Document segment:
DeKALB – Northern Illinois University officials remained tight-lipped about what happened Saturday night when a 19-year-old student fell to his death from the school’s Stevenson Towers dormitory.
“The NIU police are awaiting results of the cause of death investigation being performed by the DeKalb County Coroner’s Office,” NIU Police Chief Thomas Phillips said in a written statement issued Monday afternoon.
Coroner Dennis Miller identified the student as Oluwarotimi Okedina. An autopsy is scheduled for Tuesday on the second-year student who others described as “outgoing” and “energetic.”
Police were called to the 12-story Stevenson Towers C – one of four that make up the complex at the south end of the university’s student housing area – around 10 p.m. The student was found on the ground after falling from the 11th floor of the building, NIU spokesman Joe King said.
He was taken to Kishwaukee Hospital where he was pronounced dead, King said.
King said it remains unclear how Okedina fell. But King confirmed Okedina was not assigned to that building or the room from which he fell.
The student’s relatives were called immediately and went to the hospital.
“They were on campus the next day,” King said.
Social media swirled with news of Okedina’s death.
Chester Buford, 19, said he lives on the eighth floor of the tower where the incident happened. The sophomore sociology major said other students sent Snapchat and Instagram posts about what happened.
“It was crazy,” Buford said. “Everybody was talking about it yesterday.”
Okedina fell from a window that most students say seems too narrow for a body to pass through.

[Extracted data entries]

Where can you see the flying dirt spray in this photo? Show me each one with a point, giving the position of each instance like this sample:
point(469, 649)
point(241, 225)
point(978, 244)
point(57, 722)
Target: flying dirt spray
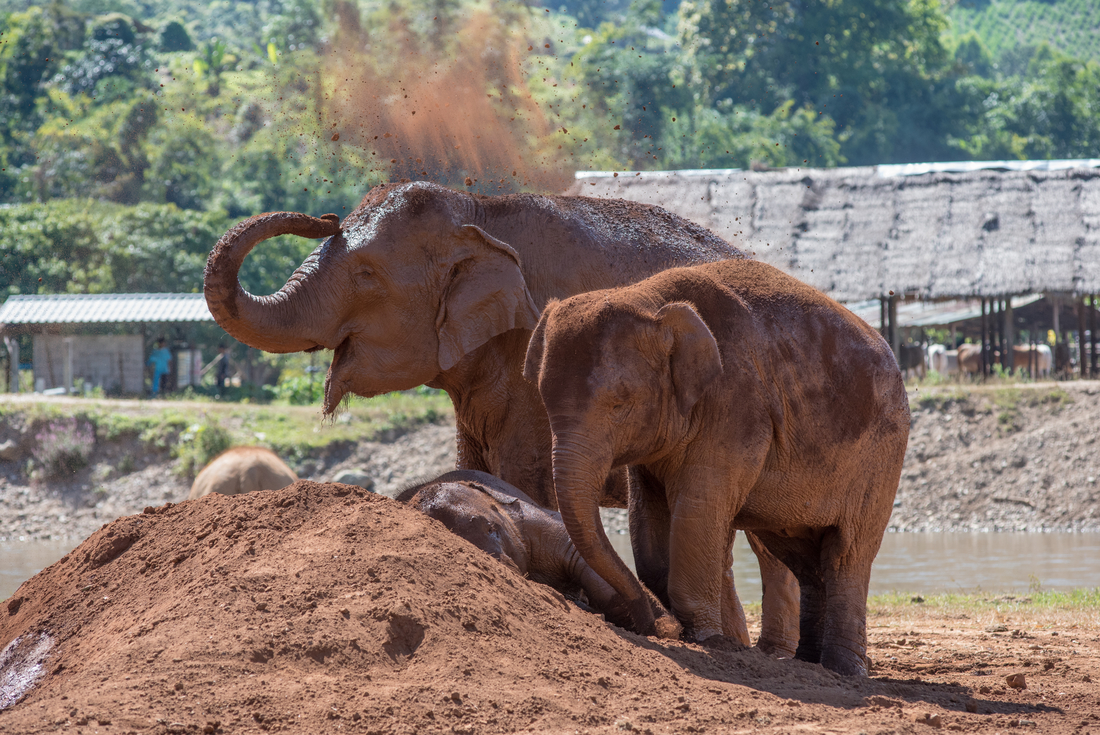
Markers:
point(459, 112)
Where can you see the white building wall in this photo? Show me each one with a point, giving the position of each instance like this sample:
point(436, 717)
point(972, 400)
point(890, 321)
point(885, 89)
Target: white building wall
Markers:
point(114, 362)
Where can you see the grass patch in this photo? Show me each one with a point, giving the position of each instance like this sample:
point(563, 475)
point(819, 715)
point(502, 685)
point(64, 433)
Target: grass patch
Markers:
point(942, 399)
point(1036, 609)
point(196, 430)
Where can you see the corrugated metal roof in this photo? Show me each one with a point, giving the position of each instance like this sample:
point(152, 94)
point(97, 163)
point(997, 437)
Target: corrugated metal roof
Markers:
point(103, 308)
point(930, 314)
point(884, 171)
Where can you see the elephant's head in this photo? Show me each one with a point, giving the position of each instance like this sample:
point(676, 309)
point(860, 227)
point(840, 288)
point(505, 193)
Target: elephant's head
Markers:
point(623, 375)
point(402, 289)
point(618, 382)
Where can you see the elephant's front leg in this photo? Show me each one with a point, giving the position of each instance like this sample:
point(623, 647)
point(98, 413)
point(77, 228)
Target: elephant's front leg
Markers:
point(649, 520)
point(701, 589)
point(779, 629)
point(734, 623)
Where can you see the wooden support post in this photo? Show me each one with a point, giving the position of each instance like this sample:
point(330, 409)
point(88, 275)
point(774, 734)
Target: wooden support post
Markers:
point(894, 333)
point(1056, 321)
point(12, 344)
point(994, 332)
point(985, 342)
point(1033, 353)
point(1092, 338)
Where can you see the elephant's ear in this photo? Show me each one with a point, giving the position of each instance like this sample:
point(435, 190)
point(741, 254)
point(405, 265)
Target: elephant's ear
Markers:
point(694, 359)
point(486, 296)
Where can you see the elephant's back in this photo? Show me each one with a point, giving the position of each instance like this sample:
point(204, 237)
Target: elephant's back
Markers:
point(575, 244)
point(242, 470)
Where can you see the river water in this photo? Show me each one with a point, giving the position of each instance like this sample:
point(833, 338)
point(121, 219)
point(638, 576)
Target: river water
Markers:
point(908, 562)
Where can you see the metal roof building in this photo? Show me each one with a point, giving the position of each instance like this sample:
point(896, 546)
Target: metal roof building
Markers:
point(23, 311)
point(64, 350)
point(931, 232)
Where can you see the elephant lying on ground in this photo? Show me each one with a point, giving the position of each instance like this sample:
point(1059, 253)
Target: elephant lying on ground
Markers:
point(425, 285)
point(699, 375)
point(506, 524)
point(242, 470)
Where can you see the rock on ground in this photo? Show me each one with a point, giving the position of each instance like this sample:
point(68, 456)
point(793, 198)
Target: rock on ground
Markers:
point(323, 607)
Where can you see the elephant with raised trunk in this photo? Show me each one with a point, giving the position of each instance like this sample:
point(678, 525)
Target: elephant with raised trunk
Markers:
point(755, 403)
point(425, 285)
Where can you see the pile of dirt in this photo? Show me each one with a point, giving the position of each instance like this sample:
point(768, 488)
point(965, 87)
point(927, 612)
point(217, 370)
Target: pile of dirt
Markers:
point(980, 458)
point(1002, 458)
point(322, 607)
point(75, 508)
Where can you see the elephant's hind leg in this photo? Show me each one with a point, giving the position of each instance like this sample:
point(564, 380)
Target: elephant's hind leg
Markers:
point(779, 629)
point(847, 576)
point(802, 558)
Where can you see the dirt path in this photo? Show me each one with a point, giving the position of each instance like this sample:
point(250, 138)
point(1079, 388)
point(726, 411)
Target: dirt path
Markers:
point(979, 459)
point(317, 609)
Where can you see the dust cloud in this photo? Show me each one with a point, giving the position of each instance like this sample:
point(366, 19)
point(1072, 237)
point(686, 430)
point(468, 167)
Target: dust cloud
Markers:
point(450, 107)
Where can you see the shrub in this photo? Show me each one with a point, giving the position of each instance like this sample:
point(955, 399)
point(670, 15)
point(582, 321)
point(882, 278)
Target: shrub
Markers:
point(64, 447)
point(199, 445)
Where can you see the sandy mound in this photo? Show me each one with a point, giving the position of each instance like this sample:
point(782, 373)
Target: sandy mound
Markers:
point(319, 607)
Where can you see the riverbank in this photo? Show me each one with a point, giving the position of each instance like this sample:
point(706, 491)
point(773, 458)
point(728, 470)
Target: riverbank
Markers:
point(980, 458)
point(320, 607)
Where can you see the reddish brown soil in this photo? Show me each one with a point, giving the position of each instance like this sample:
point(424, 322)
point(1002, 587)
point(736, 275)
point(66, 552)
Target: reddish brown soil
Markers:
point(319, 609)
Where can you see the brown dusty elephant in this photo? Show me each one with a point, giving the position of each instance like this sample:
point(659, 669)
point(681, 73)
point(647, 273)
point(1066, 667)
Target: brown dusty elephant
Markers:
point(425, 285)
point(242, 470)
point(756, 403)
point(503, 522)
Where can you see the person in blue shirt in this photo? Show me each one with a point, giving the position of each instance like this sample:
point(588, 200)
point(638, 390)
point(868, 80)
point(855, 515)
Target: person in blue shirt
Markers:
point(160, 359)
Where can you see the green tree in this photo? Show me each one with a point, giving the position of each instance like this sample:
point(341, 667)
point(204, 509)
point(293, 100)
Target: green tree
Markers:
point(1048, 113)
point(31, 47)
point(174, 36)
point(184, 162)
point(877, 67)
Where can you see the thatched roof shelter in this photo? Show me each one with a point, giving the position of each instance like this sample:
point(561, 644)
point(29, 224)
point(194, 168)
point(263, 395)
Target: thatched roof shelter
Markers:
point(924, 231)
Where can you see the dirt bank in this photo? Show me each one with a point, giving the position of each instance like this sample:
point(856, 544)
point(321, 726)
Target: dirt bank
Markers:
point(1002, 458)
point(323, 609)
point(980, 458)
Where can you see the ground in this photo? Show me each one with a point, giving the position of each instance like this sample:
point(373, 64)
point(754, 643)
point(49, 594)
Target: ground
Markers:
point(321, 607)
point(1018, 457)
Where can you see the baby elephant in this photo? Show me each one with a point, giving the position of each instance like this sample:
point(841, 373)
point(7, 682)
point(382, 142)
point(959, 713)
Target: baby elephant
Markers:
point(503, 522)
point(242, 470)
point(749, 401)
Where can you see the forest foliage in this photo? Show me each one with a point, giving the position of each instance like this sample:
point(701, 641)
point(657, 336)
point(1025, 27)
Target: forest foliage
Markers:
point(133, 133)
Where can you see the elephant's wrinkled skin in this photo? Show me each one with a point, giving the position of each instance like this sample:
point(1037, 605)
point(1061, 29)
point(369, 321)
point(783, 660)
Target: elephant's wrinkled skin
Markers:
point(755, 402)
point(503, 522)
point(426, 285)
point(242, 470)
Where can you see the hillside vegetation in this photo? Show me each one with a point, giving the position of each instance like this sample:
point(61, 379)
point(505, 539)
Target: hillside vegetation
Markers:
point(1007, 26)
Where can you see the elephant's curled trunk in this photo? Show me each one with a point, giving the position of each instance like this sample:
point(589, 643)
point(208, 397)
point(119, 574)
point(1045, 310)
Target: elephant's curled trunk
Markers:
point(273, 324)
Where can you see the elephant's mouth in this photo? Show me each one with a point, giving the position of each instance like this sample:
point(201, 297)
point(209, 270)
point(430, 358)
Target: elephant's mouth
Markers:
point(337, 380)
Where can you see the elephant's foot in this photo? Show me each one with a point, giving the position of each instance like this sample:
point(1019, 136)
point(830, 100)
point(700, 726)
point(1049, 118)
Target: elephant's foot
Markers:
point(724, 643)
point(778, 648)
point(668, 627)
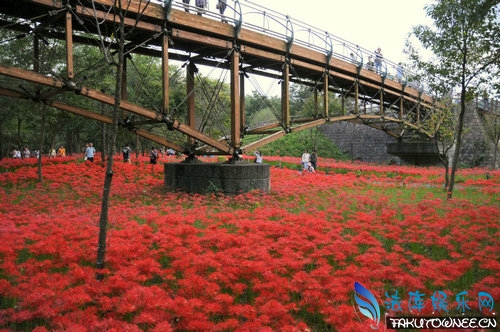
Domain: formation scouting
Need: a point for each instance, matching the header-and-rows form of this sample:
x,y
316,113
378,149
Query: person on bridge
x,y
221,6
370,63
202,6
186,5
378,60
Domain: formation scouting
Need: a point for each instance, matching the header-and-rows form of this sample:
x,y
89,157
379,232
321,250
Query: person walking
x,y
258,157
305,159
153,158
221,6
202,6
186,5
378,60
314,160
126,154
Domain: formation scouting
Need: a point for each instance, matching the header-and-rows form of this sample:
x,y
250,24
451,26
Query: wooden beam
x,y
235,100
165,76
285,95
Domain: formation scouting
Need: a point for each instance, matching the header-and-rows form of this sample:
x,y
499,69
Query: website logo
x,y
367,304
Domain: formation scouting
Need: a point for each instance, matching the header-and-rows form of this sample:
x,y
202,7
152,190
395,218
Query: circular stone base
x,y
229,178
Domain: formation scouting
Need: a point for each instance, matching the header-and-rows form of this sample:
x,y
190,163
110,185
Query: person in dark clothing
x,y
314,159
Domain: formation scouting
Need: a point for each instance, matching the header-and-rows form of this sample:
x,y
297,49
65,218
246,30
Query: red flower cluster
x,y
284,261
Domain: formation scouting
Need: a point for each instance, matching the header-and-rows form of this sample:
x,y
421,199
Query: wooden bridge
x,y
248,41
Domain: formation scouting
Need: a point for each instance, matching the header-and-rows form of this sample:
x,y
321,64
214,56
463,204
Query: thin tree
x,y
464,43
118,62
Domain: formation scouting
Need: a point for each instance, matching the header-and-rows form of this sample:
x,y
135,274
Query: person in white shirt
x,y
305,159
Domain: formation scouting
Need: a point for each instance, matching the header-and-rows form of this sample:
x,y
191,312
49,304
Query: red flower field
x,y
283,261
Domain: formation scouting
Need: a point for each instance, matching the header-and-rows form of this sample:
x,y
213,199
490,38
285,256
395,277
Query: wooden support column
x,y
165,85
316,101
325,97
285,96
235,100
190,120
356,97
124,92
36,54
242,100
401,105
342,101
69,46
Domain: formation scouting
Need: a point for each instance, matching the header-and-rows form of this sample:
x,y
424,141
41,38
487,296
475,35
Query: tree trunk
x,y
40,149
458,143
103,219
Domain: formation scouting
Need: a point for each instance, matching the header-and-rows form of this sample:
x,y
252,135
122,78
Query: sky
x,y
367,23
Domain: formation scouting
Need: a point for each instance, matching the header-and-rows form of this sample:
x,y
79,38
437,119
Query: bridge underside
x,y
170,35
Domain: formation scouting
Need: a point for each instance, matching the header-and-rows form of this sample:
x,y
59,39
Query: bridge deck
x,y
208,41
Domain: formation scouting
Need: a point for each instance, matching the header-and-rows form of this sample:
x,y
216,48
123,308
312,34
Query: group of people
x,y
26,153
309,161
375,64
23,154
202,6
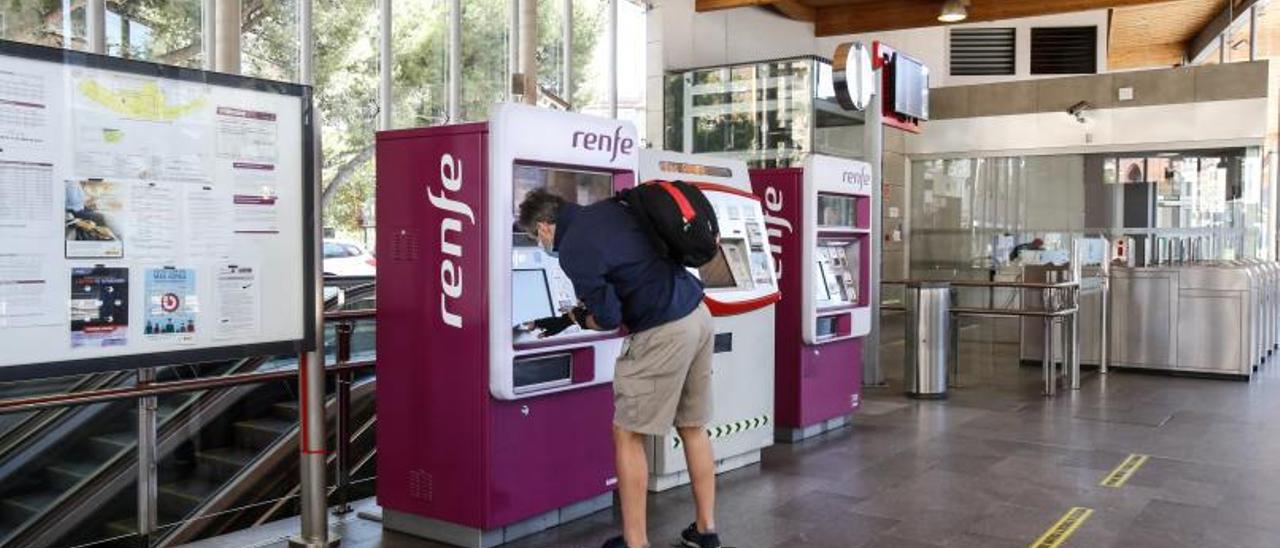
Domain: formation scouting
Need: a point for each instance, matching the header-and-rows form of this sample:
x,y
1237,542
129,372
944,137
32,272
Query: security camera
x,y
1079,109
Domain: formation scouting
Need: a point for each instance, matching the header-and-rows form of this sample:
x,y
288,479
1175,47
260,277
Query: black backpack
x,y
677,218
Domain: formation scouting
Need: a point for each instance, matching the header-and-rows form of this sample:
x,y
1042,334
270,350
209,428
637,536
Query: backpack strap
x,y
686,209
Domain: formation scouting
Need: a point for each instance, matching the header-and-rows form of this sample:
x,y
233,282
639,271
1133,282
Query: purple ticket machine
x,y
819,228
485,432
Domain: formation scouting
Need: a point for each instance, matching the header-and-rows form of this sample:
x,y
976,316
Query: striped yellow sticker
x,y
1127,469
1064,528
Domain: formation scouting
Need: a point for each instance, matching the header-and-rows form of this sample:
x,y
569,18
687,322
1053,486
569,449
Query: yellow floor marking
x,y
1064,528
1121,474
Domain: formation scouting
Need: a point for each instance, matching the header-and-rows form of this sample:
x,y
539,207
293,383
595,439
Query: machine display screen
x,y
836,210
530,297
577,187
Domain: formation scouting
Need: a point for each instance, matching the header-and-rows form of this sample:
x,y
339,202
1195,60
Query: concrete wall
x,y
1198,106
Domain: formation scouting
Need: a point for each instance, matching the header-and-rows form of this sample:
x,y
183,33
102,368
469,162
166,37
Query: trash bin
x,y
928,324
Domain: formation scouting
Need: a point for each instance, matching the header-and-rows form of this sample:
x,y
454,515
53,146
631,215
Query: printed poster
x,y
99,307
172,306
95,211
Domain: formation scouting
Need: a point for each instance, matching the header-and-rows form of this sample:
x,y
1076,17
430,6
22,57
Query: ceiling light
x,y
954,12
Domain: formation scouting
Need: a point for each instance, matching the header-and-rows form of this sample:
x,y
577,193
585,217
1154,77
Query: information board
x,y
149,214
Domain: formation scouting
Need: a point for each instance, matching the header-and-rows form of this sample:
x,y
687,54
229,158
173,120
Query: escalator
x,y
74,483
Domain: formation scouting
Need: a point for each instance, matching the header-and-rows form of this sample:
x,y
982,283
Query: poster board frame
x,y
209,354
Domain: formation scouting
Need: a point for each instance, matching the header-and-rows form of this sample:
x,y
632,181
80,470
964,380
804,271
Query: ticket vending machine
x,y
741,292
488,433
818,220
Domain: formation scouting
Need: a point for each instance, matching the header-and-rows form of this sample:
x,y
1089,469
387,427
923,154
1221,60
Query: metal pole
x,y
1047,359
455,60
228,14
384,65
512,46
873,375
343,459
528,49
209,33
95,23
311,446
147,515
613,59
567,69
954,346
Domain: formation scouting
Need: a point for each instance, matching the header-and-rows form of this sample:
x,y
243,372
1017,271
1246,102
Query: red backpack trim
x,y
686,210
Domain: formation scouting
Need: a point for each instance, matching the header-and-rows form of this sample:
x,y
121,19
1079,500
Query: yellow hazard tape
x,y
728,429
1127,469
1064,528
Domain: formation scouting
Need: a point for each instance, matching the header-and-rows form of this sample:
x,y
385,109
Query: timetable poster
x,y
126,192
100,306
172,305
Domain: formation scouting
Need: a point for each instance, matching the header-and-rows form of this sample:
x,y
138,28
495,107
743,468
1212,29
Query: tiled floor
x,y
995,466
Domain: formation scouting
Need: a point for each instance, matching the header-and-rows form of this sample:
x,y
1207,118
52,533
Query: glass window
x,y
420,56
485,46
1238,40
164,32
346,64
269,44
48,23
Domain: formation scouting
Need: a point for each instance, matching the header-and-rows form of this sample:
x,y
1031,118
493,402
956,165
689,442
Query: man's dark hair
x,y
539,206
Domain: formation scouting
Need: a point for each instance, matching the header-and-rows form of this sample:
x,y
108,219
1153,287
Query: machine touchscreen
x,y
531,300
717,273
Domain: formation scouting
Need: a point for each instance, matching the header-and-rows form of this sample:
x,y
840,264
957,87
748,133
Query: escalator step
x,y
67,474
224,462
178,499
28,503
122,526
286,410
260,433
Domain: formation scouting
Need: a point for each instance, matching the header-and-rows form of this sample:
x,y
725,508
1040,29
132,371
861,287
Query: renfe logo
x,y
613,144
775,224
451,274
860,179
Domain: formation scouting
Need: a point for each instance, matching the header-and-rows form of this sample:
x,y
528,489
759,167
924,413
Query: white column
x,y
613,58
95,23
528,48
512,46
384,65
209,33
228,16
455,94
567,71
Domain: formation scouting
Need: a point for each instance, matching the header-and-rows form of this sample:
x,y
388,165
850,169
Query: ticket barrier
x,y
818,222
488,433
741,291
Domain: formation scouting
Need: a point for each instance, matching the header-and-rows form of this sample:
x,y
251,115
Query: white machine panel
x,y
833,246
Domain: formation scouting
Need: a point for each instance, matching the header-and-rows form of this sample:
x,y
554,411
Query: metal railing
x,y
1061,309
147,388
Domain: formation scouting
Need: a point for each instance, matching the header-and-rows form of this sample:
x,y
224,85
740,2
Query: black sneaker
x,y
694,539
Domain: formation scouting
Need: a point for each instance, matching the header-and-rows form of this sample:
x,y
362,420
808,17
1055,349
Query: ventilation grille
x,y
405,246
1065,50
982,51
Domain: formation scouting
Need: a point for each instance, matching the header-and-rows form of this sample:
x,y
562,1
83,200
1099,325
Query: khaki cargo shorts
x,y
663,377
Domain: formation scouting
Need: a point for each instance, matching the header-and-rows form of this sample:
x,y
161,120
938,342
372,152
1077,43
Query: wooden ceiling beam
x,y
899,14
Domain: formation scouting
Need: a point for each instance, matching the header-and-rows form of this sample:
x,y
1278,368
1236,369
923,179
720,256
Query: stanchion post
x,y
147,515
343,457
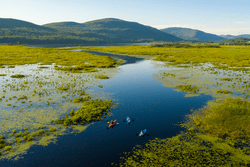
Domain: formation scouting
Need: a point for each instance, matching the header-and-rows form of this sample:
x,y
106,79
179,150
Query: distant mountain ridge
x,y
235,40
192,34
108,30
236,36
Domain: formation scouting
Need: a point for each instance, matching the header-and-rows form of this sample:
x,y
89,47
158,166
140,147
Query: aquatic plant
x,y
17,76
91,111
224,92
52,129
184,149
226,117
188,88
222,57
10,66
7,148
102,77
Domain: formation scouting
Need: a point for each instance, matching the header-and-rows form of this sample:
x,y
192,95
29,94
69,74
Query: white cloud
x,y
180,25
239,22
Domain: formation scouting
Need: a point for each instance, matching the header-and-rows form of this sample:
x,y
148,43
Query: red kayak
x,y
112,124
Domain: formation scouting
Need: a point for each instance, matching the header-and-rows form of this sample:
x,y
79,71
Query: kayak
x,y
112,124
142,133
128,119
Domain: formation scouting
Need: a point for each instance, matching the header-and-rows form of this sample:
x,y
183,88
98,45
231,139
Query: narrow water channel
x,y
151,105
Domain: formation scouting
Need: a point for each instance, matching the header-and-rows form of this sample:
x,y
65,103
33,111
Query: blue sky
x,y
212,16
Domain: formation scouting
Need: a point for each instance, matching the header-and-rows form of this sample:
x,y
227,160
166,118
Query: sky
x,y
218,17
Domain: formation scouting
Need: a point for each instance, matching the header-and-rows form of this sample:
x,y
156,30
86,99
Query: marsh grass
x,y
92,110
226,117
102,77
20,55
185,149
17,76
223,57
188,88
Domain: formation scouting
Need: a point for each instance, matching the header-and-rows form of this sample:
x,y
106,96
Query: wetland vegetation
x,y
216,135
39,86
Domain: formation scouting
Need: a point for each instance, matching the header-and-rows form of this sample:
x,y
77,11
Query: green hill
x,y
192,34
235,40
116,30
94,32
236,36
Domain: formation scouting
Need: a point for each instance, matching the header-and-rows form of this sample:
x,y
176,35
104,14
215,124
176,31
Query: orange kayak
x,y
112,124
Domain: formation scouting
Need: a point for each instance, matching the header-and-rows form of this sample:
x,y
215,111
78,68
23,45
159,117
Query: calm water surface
x,y
144,99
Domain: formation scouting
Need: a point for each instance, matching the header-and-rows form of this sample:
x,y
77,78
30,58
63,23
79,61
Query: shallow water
x,y
151,105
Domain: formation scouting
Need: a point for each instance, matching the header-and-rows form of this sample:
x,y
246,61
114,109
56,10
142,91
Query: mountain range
x,y
192,34
98,31
236,36
102,31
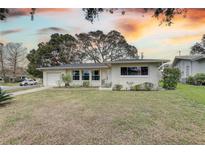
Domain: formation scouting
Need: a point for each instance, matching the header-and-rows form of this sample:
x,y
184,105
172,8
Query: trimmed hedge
x,y
198,79
117,87
171,77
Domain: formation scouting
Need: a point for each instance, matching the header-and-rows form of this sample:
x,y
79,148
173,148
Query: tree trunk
x,y
2,65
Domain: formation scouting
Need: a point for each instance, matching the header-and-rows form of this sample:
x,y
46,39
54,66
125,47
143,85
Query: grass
x,y
75,116
9,84
193,93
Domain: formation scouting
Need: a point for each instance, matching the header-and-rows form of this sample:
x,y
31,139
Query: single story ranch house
x,y
122,72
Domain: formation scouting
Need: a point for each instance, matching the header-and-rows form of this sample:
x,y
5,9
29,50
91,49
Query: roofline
x,y
68,67
191,59
141,61
106,63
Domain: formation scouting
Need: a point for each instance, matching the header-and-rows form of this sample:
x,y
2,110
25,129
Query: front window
x,y
134,71
85,75
95,75
76,75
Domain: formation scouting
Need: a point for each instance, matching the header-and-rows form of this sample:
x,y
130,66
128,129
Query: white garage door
x,y
53,78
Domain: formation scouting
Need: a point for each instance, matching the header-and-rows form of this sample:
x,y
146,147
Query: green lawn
x,y
193,93
62,116
8,84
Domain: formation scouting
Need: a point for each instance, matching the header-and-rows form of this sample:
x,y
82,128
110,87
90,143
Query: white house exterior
x,y
124,72
189,65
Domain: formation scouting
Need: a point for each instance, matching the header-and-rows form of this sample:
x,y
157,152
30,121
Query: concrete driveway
x,y
17,87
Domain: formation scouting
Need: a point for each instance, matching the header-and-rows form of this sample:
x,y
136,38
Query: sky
x,y
140,29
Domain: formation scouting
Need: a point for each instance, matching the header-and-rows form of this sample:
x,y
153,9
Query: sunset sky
x,y
140,29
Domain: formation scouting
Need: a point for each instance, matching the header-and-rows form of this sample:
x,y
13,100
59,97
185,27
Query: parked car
x,y
28,82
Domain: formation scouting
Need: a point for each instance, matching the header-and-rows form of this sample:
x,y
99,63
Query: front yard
x,y
80,116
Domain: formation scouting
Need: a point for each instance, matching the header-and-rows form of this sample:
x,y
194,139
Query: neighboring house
x,y
122,72
189,65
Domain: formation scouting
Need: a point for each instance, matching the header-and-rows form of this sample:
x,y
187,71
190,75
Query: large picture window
x,y
95,75
76,75
85,75
134,71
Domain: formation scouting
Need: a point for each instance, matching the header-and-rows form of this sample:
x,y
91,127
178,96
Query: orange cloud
x,y
194,18
134,29
26,11
184,39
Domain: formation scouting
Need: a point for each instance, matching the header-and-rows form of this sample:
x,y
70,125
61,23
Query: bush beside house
x,y
146,86
171,77
198,79
4,97
66,79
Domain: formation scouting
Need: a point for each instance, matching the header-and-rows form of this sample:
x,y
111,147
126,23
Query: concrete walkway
x,y
29,91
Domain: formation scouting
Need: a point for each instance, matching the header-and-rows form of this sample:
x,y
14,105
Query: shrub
x,y
146,86
190,80
136,87
86,83
117,87
170,78
4,97
199,78
66,79
59,83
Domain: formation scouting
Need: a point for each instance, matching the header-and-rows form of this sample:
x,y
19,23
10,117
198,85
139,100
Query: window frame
x,y
93,76
138,75
85,75
75,75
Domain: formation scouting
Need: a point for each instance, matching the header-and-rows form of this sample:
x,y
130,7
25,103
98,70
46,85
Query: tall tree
x,y
60,49
15,54
99,47
165,15
198,48
2,60
65,46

Work instructions:
1 – For the article about the student's death at Stevenson Towers, tell whether each statement agrees with it, answering yes or no and quoting the words that decide it: (a) The student fell from the 11th floor. (b) Okedina was assigned to the room from which he fell. (c) Okedina was pronounced dead at the scene.
2 – Please extend the article about the student's death at Stevenson Towers, picking up after its final sentence.
These rows have nothing to do with the article about the student's death at Stevenson Towers.

Per-task outputs:
1 –
(a) Yes: "The student was found on the ground after falling from the 11th floor of the building"
(b) No: "Okedina was not assigned to that building or the room from which he fell."
(c) No: "He was taken to Kishwaukee Hospital where he was pronounced dead"

2 –
The tower’s windows are composed of two sections. One part is a larger pane that doesn’t open at all. Below that is a more narrow part that allows for pushing the glass outward, and it is screened. The screen slides left to right.
“I don’t know how you can jump through the windows because, we have screens but you can only like stick your arms out. Maybe your head. But your whole body can’t, like, fit out there,” Buford said.
University officials would not say how Okedina could have fallen through the window.
“All of that would part of an ongoing investigation. I couldn’t comment on it,” King said.
Nickolaus Hammock, 27, was assigned to Stevenson Towers C when he lived on campus in previous years. He wasn’t on campus Saturday when the incident happened, but like other students, he heard about it on social media. Hammock, a junior majoring in computer science, said he couldn’t believe either that a body could fit through the narrow windows in the dorm rooms.
“You’d have to pull the screen out, then you’d have to force your way through the opening,” he said.